Extrait du document:
"Kamikaze d'été" de Stéphane Giocanti, à l'ombre de Mishima

Kamikaze d’Été
s’organise autour de deux périodes charnières de l’histoire du Japon, deux époques à la fois proches dans le temps mais radicalement éloignées contextuellement. Deux mondes que l’écrivain emblématique Yukio Mishima avait, pour ainsi dire, réuni dans le sang en novembre 1970, lors de son suicide rituel au Ministère des Armées, après un discours tragique et une tentative de coup d’État.
 
« Des myriades d’obus et de rafales retentissaient partout en maculant le ciel de taches ignobles, des désastres d’encre qui cherchaient à tout consumer, à salir, à navrer. Puis tout alla très vite. »

Le roman s’ouvre sur les derniers jours de Masanori jusqu’à son vol fatidique durant l’été 1945. Jours tragiques où l’on suit pas à pas la préparation des soldats kamikazes, mais aussi les doutes, les angoisses et les interrogations spirituelles donnant lieu à des passages d’une grâce remarquable.

Données sources:
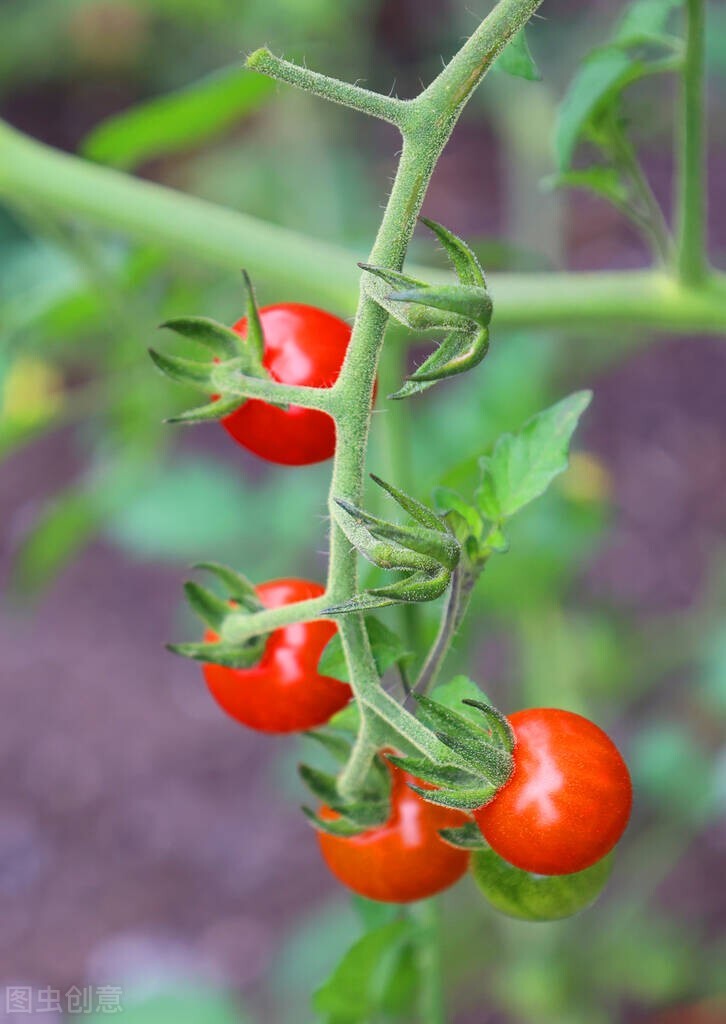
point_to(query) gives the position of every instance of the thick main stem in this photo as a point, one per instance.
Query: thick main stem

Exercice court:
Extrayez sans rien changer le passage de l'article sur Kamikaze d'été, de « Kamikaze d’Été » à « de coup d’État. ». Les matériaux ci-dessus proviennent d'une autre source.

Corrigé:
Kamikaze d’Été
s’organise autour de deux périodes charnières de l’histoire du Japon, deux époques à la fois proches dans le temps mais radicalement éloignées contextuellement. Deux mondes que l’écrivain emblématique Yukio Mishima avait, pour ainsi dire, réuni dans le sang en novembre 1970, lors de son suicide rituel au Ministère des Armées, après un discours tragique et une tentative de coup d’État.